- SOURCE DATA:
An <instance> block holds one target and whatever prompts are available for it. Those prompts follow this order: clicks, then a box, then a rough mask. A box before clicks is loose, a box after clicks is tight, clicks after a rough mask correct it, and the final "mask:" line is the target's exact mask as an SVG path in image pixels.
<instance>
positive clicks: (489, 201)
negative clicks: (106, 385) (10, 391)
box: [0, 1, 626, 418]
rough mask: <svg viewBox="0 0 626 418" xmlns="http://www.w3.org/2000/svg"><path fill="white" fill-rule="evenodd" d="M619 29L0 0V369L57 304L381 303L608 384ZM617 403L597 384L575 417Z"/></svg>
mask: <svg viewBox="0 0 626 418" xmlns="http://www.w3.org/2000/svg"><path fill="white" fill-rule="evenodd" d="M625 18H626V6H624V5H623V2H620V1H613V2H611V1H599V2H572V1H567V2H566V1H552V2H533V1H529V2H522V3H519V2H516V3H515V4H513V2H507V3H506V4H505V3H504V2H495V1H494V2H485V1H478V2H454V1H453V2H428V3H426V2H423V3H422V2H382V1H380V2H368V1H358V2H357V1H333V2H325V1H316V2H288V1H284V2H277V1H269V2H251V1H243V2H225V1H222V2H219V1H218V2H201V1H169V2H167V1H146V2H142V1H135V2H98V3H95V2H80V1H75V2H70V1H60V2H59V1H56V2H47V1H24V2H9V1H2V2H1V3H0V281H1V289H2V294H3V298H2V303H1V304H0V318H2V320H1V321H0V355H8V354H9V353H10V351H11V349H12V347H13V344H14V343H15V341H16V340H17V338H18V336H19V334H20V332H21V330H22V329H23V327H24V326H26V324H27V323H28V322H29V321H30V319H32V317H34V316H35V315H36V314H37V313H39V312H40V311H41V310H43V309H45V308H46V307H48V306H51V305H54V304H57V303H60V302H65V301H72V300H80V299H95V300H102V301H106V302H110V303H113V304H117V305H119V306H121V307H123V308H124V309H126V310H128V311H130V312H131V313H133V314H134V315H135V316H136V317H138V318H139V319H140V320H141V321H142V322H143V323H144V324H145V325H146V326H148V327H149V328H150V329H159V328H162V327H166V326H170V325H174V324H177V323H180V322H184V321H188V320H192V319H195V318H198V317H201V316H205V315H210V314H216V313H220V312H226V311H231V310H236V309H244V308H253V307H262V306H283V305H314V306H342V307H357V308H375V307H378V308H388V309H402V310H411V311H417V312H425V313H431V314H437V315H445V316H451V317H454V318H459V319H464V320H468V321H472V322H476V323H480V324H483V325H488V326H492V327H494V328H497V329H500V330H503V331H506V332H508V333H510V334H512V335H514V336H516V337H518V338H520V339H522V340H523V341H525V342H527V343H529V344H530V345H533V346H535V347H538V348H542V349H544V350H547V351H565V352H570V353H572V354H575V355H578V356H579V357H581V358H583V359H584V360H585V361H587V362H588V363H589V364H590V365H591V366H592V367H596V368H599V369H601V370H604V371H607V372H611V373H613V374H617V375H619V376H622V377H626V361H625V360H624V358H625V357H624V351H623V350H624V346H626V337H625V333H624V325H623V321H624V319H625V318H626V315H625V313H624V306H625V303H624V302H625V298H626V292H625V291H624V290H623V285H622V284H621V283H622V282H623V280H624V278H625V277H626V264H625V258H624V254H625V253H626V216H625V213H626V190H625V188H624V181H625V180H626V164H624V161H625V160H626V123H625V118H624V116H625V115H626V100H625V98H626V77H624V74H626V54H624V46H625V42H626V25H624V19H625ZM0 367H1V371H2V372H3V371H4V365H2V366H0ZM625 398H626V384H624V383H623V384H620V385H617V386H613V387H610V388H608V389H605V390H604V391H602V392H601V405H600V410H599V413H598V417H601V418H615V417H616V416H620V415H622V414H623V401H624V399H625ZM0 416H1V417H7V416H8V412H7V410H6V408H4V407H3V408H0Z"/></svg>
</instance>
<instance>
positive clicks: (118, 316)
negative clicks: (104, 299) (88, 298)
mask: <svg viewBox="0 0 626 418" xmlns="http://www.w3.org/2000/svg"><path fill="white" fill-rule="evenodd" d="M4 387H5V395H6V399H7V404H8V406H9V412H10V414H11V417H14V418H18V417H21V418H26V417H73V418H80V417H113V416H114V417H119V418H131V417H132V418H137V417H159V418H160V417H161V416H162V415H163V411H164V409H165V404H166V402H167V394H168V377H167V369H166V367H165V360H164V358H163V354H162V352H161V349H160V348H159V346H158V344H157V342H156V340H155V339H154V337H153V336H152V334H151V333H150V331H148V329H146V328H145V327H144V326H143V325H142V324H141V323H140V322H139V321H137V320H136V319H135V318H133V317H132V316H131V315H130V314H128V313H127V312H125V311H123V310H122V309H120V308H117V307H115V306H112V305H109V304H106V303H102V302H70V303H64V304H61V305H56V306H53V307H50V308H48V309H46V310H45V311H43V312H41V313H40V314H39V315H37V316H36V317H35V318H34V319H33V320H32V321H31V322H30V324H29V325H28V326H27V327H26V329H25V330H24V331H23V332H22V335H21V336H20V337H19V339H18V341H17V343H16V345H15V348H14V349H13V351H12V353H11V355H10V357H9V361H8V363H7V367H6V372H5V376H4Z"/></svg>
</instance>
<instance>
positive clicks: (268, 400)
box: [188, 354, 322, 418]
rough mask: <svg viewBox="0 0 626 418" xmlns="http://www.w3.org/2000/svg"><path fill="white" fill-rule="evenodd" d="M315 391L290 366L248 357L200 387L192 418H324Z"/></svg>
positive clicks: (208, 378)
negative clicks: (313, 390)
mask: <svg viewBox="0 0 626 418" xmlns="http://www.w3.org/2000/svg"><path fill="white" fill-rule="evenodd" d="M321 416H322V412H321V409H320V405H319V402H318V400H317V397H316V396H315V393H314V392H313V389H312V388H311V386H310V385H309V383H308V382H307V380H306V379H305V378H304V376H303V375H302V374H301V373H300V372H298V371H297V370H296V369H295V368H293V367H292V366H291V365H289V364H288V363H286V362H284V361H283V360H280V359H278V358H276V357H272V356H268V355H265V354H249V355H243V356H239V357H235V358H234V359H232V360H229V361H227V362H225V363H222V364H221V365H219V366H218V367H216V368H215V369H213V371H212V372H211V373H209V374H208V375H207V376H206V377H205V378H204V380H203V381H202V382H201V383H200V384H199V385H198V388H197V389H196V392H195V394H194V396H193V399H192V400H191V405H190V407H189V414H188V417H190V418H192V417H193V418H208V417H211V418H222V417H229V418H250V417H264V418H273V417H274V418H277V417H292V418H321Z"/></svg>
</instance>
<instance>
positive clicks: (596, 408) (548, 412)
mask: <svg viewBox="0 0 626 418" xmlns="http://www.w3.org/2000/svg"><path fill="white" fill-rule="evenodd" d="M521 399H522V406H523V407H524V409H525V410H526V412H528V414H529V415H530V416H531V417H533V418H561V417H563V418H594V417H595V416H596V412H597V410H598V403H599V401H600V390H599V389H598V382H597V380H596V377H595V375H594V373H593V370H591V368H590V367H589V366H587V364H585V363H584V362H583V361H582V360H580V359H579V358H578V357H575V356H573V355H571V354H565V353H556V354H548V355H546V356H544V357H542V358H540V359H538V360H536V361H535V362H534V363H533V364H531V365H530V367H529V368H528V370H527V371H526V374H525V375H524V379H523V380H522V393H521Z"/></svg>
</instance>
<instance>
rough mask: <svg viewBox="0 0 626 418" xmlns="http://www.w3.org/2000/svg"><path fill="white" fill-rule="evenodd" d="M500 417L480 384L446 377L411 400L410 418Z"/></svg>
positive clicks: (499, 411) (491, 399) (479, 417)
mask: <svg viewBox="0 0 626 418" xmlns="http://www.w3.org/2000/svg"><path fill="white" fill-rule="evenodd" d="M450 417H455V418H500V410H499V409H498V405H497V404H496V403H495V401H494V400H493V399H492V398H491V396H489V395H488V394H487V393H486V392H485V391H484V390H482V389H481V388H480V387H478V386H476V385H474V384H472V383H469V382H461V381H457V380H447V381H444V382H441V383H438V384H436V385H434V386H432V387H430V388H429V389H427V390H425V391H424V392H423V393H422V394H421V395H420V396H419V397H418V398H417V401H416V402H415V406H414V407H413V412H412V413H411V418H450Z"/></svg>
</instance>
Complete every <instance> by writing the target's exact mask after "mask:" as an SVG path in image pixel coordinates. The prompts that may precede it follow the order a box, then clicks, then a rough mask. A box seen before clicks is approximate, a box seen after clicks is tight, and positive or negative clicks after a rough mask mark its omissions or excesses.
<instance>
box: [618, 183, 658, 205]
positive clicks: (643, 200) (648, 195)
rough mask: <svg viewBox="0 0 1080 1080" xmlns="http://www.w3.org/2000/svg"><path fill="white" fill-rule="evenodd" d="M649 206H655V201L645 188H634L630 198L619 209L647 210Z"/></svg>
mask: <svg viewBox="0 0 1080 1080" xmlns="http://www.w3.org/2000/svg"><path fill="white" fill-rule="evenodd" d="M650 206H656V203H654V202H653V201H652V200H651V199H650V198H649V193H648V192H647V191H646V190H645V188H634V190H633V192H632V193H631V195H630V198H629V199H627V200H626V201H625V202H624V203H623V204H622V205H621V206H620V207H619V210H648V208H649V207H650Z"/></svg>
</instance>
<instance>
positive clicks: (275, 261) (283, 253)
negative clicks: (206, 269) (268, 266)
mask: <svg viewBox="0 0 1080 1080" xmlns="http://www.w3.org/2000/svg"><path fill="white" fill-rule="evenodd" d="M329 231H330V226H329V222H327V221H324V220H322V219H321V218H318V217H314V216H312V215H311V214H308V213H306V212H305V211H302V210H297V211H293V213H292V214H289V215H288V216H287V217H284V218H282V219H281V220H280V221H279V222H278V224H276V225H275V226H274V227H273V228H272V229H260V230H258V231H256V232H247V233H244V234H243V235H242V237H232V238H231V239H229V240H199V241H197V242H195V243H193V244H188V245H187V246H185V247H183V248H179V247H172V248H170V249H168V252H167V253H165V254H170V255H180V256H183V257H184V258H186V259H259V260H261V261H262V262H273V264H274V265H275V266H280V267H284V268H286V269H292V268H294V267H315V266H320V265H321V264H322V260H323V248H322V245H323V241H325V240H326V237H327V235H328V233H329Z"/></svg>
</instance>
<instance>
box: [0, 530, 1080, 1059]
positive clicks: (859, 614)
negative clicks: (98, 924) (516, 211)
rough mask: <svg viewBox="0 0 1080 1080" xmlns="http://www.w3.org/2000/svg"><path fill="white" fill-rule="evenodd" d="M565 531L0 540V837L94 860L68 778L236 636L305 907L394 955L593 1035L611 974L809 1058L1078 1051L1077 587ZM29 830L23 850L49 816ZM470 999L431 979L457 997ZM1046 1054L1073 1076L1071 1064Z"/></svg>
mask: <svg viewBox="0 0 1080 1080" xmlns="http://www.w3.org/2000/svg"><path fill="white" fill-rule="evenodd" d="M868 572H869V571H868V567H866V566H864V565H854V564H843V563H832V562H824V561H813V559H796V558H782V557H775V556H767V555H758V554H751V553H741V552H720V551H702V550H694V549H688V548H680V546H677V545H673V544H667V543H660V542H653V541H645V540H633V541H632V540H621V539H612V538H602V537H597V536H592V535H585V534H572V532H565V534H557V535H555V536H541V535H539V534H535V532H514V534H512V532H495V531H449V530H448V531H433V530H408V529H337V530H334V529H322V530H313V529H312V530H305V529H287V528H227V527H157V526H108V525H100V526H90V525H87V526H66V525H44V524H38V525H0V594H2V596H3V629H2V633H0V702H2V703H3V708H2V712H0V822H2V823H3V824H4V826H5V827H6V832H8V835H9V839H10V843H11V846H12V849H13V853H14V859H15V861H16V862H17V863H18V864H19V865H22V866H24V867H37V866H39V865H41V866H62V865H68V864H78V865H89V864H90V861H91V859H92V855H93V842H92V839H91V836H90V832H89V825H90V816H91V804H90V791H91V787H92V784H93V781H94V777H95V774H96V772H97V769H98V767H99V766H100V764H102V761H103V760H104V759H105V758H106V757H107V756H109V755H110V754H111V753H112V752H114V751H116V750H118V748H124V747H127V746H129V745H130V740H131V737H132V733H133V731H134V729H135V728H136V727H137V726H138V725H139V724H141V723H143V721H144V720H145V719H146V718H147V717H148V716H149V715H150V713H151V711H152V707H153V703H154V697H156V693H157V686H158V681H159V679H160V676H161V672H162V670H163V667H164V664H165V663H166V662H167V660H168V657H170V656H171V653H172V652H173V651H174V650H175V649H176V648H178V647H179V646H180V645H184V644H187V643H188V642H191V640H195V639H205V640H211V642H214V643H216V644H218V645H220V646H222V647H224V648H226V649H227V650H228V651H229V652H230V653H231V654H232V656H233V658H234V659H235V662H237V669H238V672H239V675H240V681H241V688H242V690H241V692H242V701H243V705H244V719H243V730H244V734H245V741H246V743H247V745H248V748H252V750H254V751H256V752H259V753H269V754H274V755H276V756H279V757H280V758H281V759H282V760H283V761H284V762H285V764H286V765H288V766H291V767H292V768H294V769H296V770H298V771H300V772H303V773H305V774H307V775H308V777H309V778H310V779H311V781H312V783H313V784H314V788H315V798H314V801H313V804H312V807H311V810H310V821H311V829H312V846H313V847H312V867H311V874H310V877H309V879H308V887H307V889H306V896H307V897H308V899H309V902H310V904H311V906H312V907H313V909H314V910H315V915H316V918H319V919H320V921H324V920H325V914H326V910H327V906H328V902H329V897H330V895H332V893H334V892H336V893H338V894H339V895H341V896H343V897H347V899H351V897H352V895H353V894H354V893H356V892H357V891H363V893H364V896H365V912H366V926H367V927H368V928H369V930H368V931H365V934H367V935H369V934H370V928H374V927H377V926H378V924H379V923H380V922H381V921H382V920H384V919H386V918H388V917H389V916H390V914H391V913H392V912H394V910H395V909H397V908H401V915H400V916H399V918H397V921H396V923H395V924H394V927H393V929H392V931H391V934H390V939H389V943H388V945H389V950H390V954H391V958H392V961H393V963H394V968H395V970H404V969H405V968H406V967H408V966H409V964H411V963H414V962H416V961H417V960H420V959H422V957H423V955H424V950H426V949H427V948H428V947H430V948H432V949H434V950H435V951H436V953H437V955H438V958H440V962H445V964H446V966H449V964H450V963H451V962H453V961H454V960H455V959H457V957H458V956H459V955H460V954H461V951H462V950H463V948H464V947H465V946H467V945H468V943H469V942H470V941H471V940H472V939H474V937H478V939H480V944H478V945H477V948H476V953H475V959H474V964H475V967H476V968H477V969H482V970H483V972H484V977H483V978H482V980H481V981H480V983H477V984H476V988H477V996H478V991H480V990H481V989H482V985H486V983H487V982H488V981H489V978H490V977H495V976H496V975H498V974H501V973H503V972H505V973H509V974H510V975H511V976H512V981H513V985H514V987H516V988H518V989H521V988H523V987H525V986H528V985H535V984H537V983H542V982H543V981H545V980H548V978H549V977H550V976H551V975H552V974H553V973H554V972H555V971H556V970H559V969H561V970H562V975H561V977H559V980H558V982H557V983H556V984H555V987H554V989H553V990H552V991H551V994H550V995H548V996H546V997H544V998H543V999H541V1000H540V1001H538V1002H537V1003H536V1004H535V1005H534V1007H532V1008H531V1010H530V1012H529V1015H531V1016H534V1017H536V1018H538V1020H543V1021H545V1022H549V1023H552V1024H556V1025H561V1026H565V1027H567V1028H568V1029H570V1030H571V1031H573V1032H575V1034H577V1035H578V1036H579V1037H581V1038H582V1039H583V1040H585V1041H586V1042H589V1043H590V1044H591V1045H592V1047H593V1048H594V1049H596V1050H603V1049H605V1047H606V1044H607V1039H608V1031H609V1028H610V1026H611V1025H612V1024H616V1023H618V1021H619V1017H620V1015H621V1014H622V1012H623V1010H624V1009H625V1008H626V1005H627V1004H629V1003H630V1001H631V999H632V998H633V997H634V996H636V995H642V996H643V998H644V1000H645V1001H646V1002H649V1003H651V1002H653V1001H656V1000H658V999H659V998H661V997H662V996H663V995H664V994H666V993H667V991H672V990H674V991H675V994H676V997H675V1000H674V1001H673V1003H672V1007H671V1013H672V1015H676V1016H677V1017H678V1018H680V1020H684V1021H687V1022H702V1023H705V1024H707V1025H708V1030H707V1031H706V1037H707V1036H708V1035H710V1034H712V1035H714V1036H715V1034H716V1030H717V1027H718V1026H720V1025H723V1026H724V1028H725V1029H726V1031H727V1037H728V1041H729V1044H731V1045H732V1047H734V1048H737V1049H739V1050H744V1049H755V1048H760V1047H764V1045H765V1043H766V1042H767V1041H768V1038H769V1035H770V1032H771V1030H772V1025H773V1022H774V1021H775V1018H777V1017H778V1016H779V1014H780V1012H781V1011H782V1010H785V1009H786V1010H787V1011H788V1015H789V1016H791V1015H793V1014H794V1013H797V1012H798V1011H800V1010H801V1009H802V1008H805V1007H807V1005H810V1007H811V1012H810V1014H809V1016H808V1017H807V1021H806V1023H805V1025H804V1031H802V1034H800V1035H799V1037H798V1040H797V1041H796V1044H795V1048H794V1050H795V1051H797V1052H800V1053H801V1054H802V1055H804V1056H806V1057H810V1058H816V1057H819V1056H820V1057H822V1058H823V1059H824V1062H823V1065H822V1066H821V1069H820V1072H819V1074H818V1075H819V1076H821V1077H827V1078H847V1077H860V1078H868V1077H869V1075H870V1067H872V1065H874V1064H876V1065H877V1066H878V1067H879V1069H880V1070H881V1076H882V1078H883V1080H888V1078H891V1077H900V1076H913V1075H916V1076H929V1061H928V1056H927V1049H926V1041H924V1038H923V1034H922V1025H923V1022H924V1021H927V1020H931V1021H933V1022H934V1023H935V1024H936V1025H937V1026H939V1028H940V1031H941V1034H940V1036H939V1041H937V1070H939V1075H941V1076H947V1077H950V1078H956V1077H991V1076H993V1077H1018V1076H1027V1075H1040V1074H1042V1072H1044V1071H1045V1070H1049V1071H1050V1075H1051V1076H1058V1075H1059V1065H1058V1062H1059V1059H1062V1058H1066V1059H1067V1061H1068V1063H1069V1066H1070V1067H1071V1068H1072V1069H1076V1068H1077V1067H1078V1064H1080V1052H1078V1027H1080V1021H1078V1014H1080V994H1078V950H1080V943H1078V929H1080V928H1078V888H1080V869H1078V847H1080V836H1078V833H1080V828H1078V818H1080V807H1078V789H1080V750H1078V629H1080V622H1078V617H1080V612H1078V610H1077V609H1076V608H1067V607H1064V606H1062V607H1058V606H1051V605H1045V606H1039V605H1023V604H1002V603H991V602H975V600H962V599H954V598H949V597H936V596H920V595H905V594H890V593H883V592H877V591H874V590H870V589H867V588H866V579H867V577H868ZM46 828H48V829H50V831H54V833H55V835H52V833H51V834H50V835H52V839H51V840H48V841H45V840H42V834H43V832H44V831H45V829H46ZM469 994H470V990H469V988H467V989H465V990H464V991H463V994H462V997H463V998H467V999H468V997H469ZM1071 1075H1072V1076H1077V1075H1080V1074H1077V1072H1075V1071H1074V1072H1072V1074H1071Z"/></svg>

- INSTRUCTIONS TO FOLLOW: Could you copy out every line in the listing where the word "exact" appears?

- TASK OUTPUT:
An <instance> block holds one target and whatever prompts are available for it. Those prompts follow this order: clicks, then a box, then a rough mask. A box before clicks is loose, a box after clicks is tight, clicks after a rough mask correct it, and the final "mask:" line is the target's exact mask as an SVG path in image pixels.
Complete every <instance> by writing the target's exact mask after "mask:" as an SVG path in image pixel coordinates. The prompts that may precede it follow the order a box, then clicks, then a rough mask. A box seen before clicks is approximate, a box seen after clicks is tight, and positive or negative clicks after a rough mask mark its omissions or excesses.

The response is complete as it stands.